Background: Consumers have questions about their medication but the nature of these concerns and how they reflect medication use is unknown.
Objectives: To determine the characteristics and medicines interests of callers to an Australian medicines call center and whether the medicines interest of callers corresponds with medicines utilization.
Methods: Data from consumers who contacted a national medicines call center between September 2002 and June 2010 were analyzed. Patterns of consumer medicines interest were described. Medicines were class-matched by Anatomical Therapeutic Classification, and compared with dispensed use (January 2006–June 2010).
Results: In total 125,951 calls were received between 2002 and 2010. Callers were mainly female (76.8%), median age 48 years, calling for themselves (71.7%). Motivation to call related to safety (34.7%), efficacy (24.1%) and interactions (14.9%). For the comparison with medicines utilization, 85,416 calls with 124,177 individual medicine counts were analyzed (2006 and 2010). There were 976 unique ‘medicines of interest’. Half (49.4%) of these questions involved just fifty unique medicines. Nervous system medicines (antiepileptics, psycholeptics, analgesics) and antibacterials consistently ranked highest for interest compared with use. Conversely, agents acting on the renin-angiotensin system, statins and drugs for acid related disorders ranked low for interest despite widespread use.
Conclusions: Consumer questions about medicines correlate poorly with overall medicines utilization. To promote quality health outcomes, clinicians should target their education to the relatively small number of medicines of real concern to patients.

____________________

_YOUR OBJECTIVE_: Extract a passage from the call-center abstract, beginning at the words "Background: Consumers have" and stopping after the words "(January 2006–June 2010).". The lines that come next are separate material, unrelated to the abstract.

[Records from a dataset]
____________________

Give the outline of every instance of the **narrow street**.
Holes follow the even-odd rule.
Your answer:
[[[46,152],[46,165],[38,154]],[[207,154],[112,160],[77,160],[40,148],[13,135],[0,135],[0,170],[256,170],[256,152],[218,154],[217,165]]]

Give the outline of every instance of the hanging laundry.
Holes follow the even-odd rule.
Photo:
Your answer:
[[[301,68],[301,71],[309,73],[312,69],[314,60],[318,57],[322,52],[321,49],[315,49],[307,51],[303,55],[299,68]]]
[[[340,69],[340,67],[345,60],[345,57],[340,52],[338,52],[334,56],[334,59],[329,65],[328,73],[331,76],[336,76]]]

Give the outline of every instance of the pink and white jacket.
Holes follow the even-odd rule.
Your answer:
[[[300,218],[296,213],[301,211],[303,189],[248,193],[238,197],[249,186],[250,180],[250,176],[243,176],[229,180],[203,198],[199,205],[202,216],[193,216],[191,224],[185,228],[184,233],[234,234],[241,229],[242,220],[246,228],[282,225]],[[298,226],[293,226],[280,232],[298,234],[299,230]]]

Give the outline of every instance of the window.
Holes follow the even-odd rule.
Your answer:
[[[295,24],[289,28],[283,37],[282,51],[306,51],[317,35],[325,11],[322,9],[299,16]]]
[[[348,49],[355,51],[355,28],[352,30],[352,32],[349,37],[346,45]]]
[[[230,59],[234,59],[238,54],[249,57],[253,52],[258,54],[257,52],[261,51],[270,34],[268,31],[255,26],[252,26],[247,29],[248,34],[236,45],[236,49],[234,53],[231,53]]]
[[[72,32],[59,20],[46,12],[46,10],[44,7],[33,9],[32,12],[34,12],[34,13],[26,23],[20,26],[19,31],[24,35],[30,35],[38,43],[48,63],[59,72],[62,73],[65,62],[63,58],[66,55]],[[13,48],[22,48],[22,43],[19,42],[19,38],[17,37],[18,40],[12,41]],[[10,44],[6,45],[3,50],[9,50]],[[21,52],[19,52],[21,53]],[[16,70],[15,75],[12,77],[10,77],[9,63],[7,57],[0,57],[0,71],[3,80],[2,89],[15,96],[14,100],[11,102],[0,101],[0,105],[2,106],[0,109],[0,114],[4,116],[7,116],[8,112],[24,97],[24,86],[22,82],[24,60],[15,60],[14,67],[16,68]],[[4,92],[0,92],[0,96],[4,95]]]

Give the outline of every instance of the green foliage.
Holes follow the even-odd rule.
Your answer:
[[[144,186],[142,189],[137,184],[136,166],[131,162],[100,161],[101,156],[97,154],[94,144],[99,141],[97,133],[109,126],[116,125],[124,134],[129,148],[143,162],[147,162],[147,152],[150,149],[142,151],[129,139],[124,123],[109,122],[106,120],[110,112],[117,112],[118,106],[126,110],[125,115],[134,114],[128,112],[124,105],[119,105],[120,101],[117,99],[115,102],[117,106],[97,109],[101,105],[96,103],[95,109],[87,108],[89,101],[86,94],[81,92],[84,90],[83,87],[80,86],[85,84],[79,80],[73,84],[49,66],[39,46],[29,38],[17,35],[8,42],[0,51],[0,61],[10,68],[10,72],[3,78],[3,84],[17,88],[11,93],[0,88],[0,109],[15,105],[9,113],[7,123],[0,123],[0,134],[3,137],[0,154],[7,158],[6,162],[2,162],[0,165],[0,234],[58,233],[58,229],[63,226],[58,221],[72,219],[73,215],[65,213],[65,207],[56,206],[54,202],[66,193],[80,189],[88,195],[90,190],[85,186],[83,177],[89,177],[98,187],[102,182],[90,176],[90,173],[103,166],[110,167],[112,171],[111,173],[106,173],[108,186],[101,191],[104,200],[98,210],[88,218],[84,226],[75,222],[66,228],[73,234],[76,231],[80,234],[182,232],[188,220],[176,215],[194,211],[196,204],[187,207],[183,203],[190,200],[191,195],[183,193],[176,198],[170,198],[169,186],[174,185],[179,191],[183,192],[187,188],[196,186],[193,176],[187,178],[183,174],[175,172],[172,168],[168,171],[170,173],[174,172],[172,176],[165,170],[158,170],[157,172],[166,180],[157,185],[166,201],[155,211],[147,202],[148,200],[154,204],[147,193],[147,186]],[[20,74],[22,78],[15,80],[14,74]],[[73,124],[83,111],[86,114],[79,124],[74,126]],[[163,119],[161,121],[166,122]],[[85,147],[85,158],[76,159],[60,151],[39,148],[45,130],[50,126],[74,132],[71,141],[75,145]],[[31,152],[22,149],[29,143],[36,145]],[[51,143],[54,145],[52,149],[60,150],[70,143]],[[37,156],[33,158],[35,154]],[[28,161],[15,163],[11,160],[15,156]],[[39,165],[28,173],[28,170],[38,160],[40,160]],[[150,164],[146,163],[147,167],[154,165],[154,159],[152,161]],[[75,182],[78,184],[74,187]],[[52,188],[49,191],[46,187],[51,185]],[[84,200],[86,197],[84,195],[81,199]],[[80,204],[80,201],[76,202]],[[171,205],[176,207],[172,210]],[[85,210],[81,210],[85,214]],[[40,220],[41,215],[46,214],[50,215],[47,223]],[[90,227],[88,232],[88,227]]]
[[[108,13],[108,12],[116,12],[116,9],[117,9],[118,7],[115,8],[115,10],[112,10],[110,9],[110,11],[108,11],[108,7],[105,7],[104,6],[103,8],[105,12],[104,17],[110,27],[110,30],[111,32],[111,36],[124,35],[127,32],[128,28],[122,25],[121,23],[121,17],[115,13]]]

____________________

_COMPLETED TASK_:
Background: Consumers have questions about their medication but the nature of these concerns and how they reflect medication use is unknown.
Objectives: To determine the characteristics and medicines interests of callers to an Australian medicines call center and whether the medicines interest of callers corresponds with medicines utilization.
Methods: Data from consumers who contacted a national medicines call center between September 2002 and June 2010 were analyzed. Patterns of consumer medicines interest were described. Medicines were class-matched by Anatomical Therapeutic Classification, and compared with dispensed use (January 2006–June 2010).